Pick out each line of the records that contains the string "camouflage", and copy those lines.

Lines of data
════════════════

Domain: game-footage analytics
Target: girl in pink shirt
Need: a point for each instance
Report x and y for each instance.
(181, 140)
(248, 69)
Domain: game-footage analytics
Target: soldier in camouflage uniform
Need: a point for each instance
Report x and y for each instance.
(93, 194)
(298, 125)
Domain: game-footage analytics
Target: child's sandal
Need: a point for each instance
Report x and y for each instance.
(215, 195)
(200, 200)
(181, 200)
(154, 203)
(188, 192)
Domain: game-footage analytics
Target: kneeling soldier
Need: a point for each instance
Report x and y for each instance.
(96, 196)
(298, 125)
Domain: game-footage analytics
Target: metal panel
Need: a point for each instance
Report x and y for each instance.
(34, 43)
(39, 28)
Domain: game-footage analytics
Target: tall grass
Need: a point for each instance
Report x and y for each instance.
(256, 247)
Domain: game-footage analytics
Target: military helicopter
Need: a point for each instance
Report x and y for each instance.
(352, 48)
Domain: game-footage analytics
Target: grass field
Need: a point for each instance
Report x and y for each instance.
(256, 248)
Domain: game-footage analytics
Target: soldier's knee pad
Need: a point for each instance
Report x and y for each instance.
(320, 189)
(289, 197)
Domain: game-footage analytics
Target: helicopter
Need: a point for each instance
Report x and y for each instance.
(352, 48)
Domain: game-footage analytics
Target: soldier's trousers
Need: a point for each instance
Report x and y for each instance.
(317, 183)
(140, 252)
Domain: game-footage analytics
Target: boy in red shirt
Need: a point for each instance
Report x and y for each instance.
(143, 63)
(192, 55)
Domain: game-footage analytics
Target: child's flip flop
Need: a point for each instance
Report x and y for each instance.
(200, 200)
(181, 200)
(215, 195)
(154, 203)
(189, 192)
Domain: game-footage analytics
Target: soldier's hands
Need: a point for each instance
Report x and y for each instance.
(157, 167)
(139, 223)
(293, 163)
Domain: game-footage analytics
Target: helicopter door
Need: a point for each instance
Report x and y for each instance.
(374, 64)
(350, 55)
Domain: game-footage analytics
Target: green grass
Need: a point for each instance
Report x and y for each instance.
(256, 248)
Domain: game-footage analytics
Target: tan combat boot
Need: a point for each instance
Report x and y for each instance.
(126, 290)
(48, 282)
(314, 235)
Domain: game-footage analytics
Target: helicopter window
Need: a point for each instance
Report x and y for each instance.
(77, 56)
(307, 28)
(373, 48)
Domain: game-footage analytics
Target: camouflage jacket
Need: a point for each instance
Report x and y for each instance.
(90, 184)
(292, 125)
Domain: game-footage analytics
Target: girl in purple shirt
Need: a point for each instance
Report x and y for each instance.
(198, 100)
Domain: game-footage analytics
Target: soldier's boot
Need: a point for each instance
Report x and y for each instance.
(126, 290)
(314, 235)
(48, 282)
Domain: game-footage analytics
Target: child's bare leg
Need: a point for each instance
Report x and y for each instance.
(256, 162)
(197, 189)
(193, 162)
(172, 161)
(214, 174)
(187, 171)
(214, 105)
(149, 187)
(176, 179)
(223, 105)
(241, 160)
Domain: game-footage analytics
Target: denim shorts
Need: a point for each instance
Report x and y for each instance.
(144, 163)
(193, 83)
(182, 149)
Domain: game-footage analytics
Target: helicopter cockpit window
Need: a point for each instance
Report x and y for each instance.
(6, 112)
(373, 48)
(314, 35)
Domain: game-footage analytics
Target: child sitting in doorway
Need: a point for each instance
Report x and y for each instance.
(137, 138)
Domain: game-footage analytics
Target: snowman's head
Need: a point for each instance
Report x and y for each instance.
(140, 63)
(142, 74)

════════════════

**The answer:**
Target: soldier in camouflage uniform
Target: camouflage jacket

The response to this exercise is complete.